*Aim of the exercise:* Take the data that follows and retype it word for word.

*Task inputs:*
● ● ● ● ● ● ●
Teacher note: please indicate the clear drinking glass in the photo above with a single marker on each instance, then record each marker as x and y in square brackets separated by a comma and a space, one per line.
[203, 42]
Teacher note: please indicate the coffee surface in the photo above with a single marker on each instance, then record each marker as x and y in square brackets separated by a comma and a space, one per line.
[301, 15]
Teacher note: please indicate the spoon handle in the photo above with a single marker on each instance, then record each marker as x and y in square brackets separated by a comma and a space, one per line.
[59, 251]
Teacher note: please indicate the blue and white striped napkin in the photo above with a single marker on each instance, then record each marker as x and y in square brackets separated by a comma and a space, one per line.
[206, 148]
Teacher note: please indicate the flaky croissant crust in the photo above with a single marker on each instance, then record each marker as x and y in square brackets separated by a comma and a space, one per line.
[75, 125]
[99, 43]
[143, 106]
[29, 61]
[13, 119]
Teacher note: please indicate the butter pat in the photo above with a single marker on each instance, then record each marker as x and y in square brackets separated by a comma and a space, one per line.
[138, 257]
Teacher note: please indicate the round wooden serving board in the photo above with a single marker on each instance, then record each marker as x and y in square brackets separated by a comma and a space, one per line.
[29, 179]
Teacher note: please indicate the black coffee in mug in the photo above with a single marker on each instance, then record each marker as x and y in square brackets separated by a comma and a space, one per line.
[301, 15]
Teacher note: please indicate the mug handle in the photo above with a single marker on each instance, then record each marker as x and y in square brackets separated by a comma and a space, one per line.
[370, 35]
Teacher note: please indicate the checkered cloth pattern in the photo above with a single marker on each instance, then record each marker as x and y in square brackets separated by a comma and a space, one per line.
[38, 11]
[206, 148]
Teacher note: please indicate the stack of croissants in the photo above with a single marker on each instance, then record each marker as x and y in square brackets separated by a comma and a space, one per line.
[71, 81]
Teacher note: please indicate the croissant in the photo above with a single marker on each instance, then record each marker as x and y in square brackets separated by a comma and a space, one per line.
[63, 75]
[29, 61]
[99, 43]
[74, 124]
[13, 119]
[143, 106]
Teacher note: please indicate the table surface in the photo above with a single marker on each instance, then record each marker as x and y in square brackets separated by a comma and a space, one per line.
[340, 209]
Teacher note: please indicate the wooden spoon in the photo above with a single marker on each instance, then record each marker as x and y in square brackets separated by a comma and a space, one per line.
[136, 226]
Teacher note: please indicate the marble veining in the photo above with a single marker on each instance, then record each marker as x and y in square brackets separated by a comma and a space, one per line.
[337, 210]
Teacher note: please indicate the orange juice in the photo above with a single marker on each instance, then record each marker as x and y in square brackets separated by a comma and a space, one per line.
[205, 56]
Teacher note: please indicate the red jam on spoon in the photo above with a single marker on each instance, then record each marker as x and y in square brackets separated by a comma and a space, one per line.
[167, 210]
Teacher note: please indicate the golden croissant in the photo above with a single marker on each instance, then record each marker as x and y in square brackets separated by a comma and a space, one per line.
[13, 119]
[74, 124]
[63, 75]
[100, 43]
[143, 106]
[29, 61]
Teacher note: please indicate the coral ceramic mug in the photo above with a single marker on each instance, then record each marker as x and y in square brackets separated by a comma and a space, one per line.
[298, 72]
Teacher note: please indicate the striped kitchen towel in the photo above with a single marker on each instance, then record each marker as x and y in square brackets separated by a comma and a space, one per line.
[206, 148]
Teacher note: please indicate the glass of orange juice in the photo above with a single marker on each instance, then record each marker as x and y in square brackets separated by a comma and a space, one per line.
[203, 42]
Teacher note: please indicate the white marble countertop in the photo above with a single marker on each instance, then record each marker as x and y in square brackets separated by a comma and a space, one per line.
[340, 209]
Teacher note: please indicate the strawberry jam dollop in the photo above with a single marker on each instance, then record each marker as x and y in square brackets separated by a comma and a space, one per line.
● ● ● ● ● ● ●
*Answer for this exercise:*
Teacher note: please indicate the clear drinking glass in the photo above with a single marker on each instance, then record each marker as x and y in square brackets separated by a comma and a space, one per line.
[203, 42]
Teacher note: please indicate the coffee surface in the photo above with a single marker on each instance, then record each marker as x and y in square brackets separated by a comma and a space, one per line.
[301, 15]
Teacher note: please indicate the spoon handle in the photo above with a single marker on each instance, then record each marker as x and y in square brackets separated by a comma and a space, one per line.
[59, 251]
Teacher note: please indicate the blue and white striped napkin in the photo above with a single marker on each instance, then record each marker as x and y in square brackets separated by a comma and a space, one per line.
[206, 148]
Teacher note: please indicate the flaky croissant crust in the photo above with a single marker on each instance, then record each marker as x and y in square brackets separated by a comma and a space, one per line.
[75, 125]
[99, 43]
[143, 106]
[29, 61]
[13, 119]
Teacher note: please indicate the butter pat in the photo above with a single marker on each instance, then record each marker as x and y in square brackets separated by a comma and a space, one per line.
[138, 257]
Teacher note: please indicate the round wooden serving board in the photo above with a single marker on each instance, then record each marker as x and y in square brackets separated by a comma and a space, one per line.
[29, 179]
Teacher note: please indicate the black coffee in mug in the photo above with a single marker on each instance, then record each marker as x and y in square brackets separated by a comma and a space, one per line.
[301, 15]
Teacher note: please indicate the mug handle in the photo above with a single marker on each instance, then record each marker as x and y in square brackets separated by a comma and a space, one per line.
[370, 35]
Teacher note: please indicate the checkered cloth pattern in the photo above with a single marker on each instance, then record each marker as x and y in square brackets separated by a comma and a space, one per line.
[38, 11]
[206, 148]
Teacher note: please indicate the stack of croissants in the photo above with a single marker on each instance, then record each marker as x and y in square brackets separated by a comma and a space, one per line.
[71, 81]
Teacher note: please indicate the croissant in the photo above with a single marker on each instance, then record each marker as x and y in square brackets separated by a comma and a space, one per line.
[63, 75]
[29, 61]
[99, 43]
[74, 124]
[13, 119]
[143, 106]
Teacher note: please indicate the table surface in the photo above with a single marker on each instance, then record each marker as x and y in square brackets separated by a comma and a space, one per line.
[340, 209]
Teacher note: please indicate the wooden spoon in the photo above with a single marker on each instance, then record each marker as x and y in square brackets separated by a comma and a space, one per line.
[136, 226]
Teacher note: please indicate the marble veining in the photo above with a single marker on each instance, then record each marker as x and y in square brackets separated by a comma and a space, one per line.
[337, 210]
Teacher note: please indicate the orange juice in the photo above with a single marker on each instance, then record each marker as x and y in square brackets separated by a comma and a space, one per line.
[205, 56]
Teacher note: please indicate the red jam on spoon in the photo above with a single marker on each instance, then record each marker as x and y in square brackets separated by a comma and a space, one per line.
[167, 210]
Teacher note: please indicate the golden croissant in the photo above with a single marker on each instance, then record each marker as x and y in square brackets separated by a comma and a space, one per line.
[13, 119]
[74, 124]
[63, 75]
[100, 43]
[143, 106]
[29, 61]
Teacher note: please indicate the coral ceramic mug in the photo above with a single marker on each instance, then record each marker as x and y in square brackets separated by a comma and a space, one per line.
[298, 72]
Teacher note: please indicate the striped kitchen towel in the photo above with a single marker on each instance, then record each marker as x and y in square brackets separated by a comma and a space, one per line.
[206, 148]
Teacher note: please indicate the glass of orange juice in the photo above with a single marker on each instance, then record each marker as x and y in square brackets separated by a comma and a space, one per line.
[203, 42]
Teacher note: please indicate the white marble countertop in the photo above with a single marker on each instance, then record each marker as x and y in square brackets separated by a comma and a space, one per line.
[340, 209]
Teacher note: please indicate the strawberry jam dollop in the photo above with a single marker on each instance, then record each marker as x and y in square brackets separated by a comma and a space, one per line.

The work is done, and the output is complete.